• [WHAT IS REQUIRED] Pick up the passage below about INGOs helping local governments register orphans and abandoned children, and continue it from its final sentence.

• [EXTRACT PROVIDED]
## Begin

Clearly, inaccurate data also presented challenges for INGOs in the assessment, planning, and delivering of social services for orphans and abandoned children at local levels. In response to these challenges, it was found that INGOs have assisted local governments in developing a more rigorous data collection system to verify the identity of children. INGO A, for example, sent their own staff alongside government officials on a yearly basis to document and verify the identities of children in the villages and helps keep a systemized record of them. There were also cases where the whereabouts of both parents of a child were unknown, or where the child in question was not registered at birth. In these instances where the child was not qualified to receive state support, INGO A stepped in to provide education opportunities and financial subsidies for these ‘unverified’ orphans or abandoned children. We can see here that in light of existing challenges relating to welfare entitlement and registration, INGO A was able to import various data collection methods to improve the transparency and planning of the local service delivery system, and to fill in the welfare gap for some of these orphans and abandoned children when the local state could not.
Together, these observations suggest that the system of identification and verification of beneficiaries and the determination of the number of eligible beneficiaries were still thwarted with inconsistency and loopholes. More importantly, it revealed the extent of local discretion in reporting the number of beneficiaries (orphans). Whether intended or not, the lack of systematized data can lead to poor welfare budgeting and planning for both the state and civil society actors. These findings corroborated with a study conducted by Overbye (2005), who found that the lack of formal or reliable income registers in China allowed street-level bureaucrats discretionary powers to gather and report (mis)information. Even though INGOs can partially assist local governments with developing the technology and skills necessary for sound methodological tools, they cannot offset the risks of administrative abuses (e.g. underreporting or inflating the number of orphans to secure funding).

## End

• [SUPPLIED ENTRIES]

## Begin

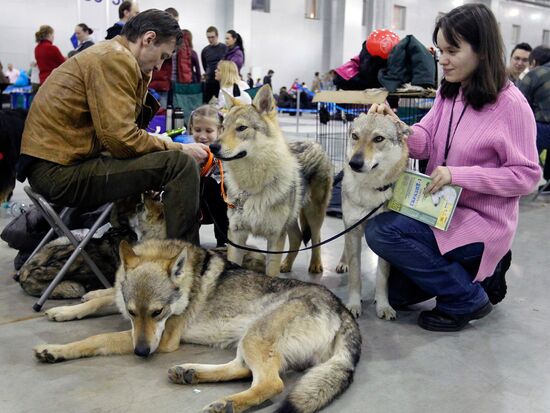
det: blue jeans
[365,212,489,315]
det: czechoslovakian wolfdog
[34,240,361,413]
[336,113,411,320]
[210,85,332,276]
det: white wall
[0,0,550,90]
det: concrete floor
[0,113,550,413]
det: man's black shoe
[418,302,493,331]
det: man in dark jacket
[105,0,139,40]
[201,26,227,103]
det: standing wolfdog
[336,113,411,320]
[34,240,361,413]
[210,85,332,276]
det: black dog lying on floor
[0,109,27,202]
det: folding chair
[24,186,113,312]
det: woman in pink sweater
[365,4,541,331]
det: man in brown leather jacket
[18,10,207,243]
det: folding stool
[23,186,113,312]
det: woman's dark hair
[433,4,507,110]
[77,23,94,34]
[118,0,132,19]
[120,9,183,46]
[529,46,550,66]
[227,30,244,57]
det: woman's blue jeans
[365,212,489,315]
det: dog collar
[376,184,393,192]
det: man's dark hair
[433,4,507,110]
[120,9,183,46]
[118,0,132,19]
[164,7,180,19]
[510,43,533,57]
[529,46,550,66]
[206,26,218,36]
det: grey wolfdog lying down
[34,240,361,413]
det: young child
[189,105,229,247]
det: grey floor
[0,113,550,413]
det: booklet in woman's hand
[388,170,462,231]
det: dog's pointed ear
[222,89,239,110]
[252,85,276,113]
[118,240,139,271]
[170,247,187,280]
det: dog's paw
[346,302,363,318]
[376,303,397,321]
[45,305,78,321]
[281,258,292,273]
[307,262,323,274]
[202,400,234,413]
[168,364,197,384]
[33,344,65,363]
[336,262,349,274]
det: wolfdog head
[128,192,166,242]
[210,85,286,161]
[116,240,196,357]
[348,113,412,175]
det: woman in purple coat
[223,30,244,72]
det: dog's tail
[277,310,361,413]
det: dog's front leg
[344,225,364,318]
[374,257,396,320]
[265,233,286,277]
[34,330,134,363]
[227,229,248,266]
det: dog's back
[0,109,27,202]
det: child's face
[191,119,218,145]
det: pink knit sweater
[408,83,541,281]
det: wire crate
[315,96,434,173]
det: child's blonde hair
[218,60,241,87]
[189,105,222,134]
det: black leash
[201,178,385,254]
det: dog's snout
[134,344,151,357]
[349,155,365,171]
[210,142,222,155]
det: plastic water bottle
[165,105,174,131]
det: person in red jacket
[34,25,65,84]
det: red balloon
[367,29,399,59]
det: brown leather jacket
[21,36,174,165]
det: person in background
[264,69,275,90]
[34,25,65,85]
[29,60,40,93]
[223,30,245,73]
[17,10,208,245]
[507,43,533,86]
[214,60,253,109]
[201,26,227,103]
[365,3,540,331]
[517,46,550,180]
[69,23,94,57]
[182,29,201,83]
[311,72,321,93]
[105,0,139,40]
[4,63,20,83]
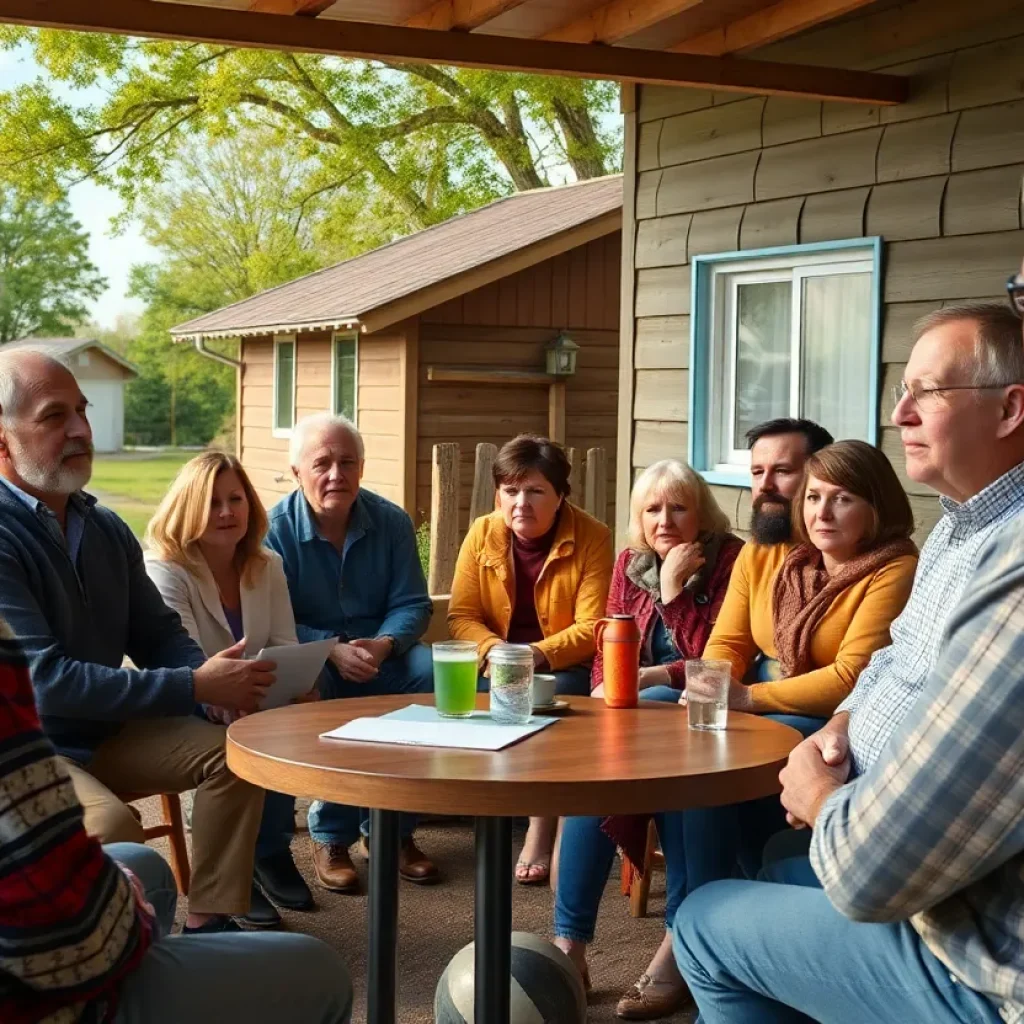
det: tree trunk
[551,97,608,181]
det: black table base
[473,818,512,1024]
[367,810,512,1024]
[367,809,401,1024]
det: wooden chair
[119,793,191,896]
[622,818,665,918]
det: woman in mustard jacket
[447,434,612,885]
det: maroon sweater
[590,535,743,690]
[508,520,558,643]
[591,535,743,873]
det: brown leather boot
[359,836,441,886]
[615,974,692,1021]
[313,843,359,895]
[398,838,441,886]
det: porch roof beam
[672,0,884,56]
[543,0,705,43]
[249,0,336,17]
[0,0,908,104]
[406,0,526,32]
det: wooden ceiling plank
[406,0,526,32]
[249,0,336,17]
[0,0,909,104]
[543,0,705,43]
[672,0,874,56]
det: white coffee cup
[529,672,555,708]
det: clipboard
[255,637,338,711]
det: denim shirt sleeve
[264,515,337,643]
[377,512,433,655]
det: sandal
[615,974,691,1021]
[515,857,551,886]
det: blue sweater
[266,489,433,671]
[0,483,205,765]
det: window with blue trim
[690,239,881,484]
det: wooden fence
[427,443,608,597]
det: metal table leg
[473,818,512,1024]
[367,809,400,1024]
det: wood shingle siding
[617,9,1024,541]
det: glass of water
[487,643,534,725]
[686,659,732,732]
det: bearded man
[0,346,273,933]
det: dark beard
[751,495,793,544]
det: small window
[331,335,358,423]
[273,336,295,437]
[689,239,881,485]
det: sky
[0,40,157,328]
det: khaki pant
[65,716,263,914]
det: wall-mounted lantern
[545,331,580,377]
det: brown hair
[793,440,913,551]
[145,452,267,586]
[493,434,571,498]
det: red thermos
[594,615,642,708]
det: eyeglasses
[1007,273,1024,316]
[892,378,1024,409]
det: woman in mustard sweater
[555,440,918,1020]
[703,440,918,735]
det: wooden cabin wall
[240,329,404,508]
[616,8,1024,542]
[416,231,622,529]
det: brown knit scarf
[772,541,918,678]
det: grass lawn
[93,452,197,540]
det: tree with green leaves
[0,185,106,343]
[0,27,621,237]
[118,129,339,444]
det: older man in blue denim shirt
[257,413,437,894]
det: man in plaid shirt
[675,293,1024,1024]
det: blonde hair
[145,452,267,586]
[628,459,731,551]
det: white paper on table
[321,705,556,751]
[256,637,338,711]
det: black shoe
[253,850,316,910]
[240,882,281,928]
[181,914,242,935]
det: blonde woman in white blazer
[145,452,313,928]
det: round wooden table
[227,694,802,1024]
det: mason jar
[487,643,534,725]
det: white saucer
[532,700,569,715]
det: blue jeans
[758,828,821,889]
[555,810,735,942]
[105,843,352,1024]
[723,715,827,879]
[476,665,590,697]
[305,643,434,847]
[673,881,1000,1024]
[256,643,434,847]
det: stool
[118,793,191,896]
[622,818,665,918]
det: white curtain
[801,273,871,440]
[733,281,793,447]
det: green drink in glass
[431,640,477,718]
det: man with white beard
[0,348,273,933]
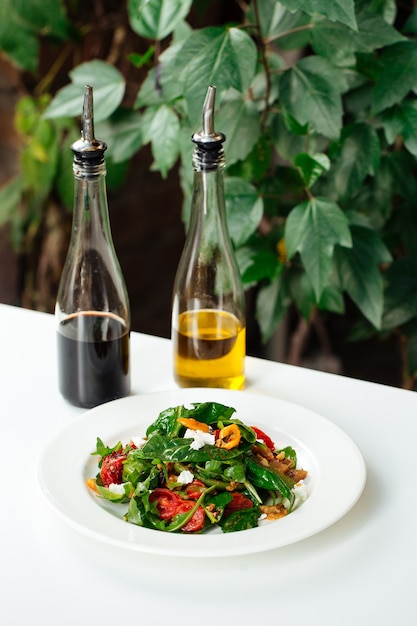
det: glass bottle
[55,85,130,408]
[172,86,246,389]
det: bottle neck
[73,158,111,247]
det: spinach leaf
[246,459,295,509]
[182,402,236,424]
[91,437,123,467]
[220,506,261,533]
[122,452,152,485]
[146,406,182,437]
[138,434,242,463]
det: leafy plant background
[0,0,417,387]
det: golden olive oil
[172,309,246,389]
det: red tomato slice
[177,500,206,533]
[251,426,275,451]
[224,491,253,515]
[100,450,126,487]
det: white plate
[38,389,366,557]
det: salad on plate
[87,402,308,534]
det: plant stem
[253,0,271,128]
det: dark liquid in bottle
[58,311,130,408]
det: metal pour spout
[192,85,226,148]
[71,85,107,159]
[81,85,94,143]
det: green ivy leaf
[44,60,126,122]
[0,176,24,226]
[224,177,263,247]
[335,225,391,329]
[248,0,309,42]
[285,198,352,301]
[280,56,346,139]
[331,123,381,198]
[177,27,257,126]
[309,8,405,64]
[255,274,291,343]
[281,0,357,30]
[236,242,282,287]
[127,0,193,40]
[142,104,180,178]
[216,99,260,165]
[382,100,417,157]
[373,41,417,114]
[383,256,417,329]
[95,109,143,163]
[294,152,330,188]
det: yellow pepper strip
[216,424,240,450]
[178,417,210,433]
[86,478,98,493]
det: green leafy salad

## End

• [RESULT OF THE TASK]
Central–local mismatch
Fiscal mismatch between local governments and higher authorities created substantial challenges for local governments to provide adequate social services for orphans and abandoned children in all three cases. During this research, it was found that while the central government shifted welfare responsibilities to local governments and funds only around 50 percent of the financial subsidies for orphans, local governments are then required to match the fund by contributing 50 percent of the rest of the subsidy. For local governments in impoverished areas, such as that in rural Sichuan, this requirement has significantly hampered the welfare service provision. This ‘mismatch’ is exacerbated by the lack of communication and understanding between the central and local governments: The officials from higher levels visit us maybe once a year or so. But I don’t think they understand what we are facing here. Sometimes, they simply want to see the results and so we give them some numbers, but I don’t think they truly understand the situation. We need more resources and support. (Government official)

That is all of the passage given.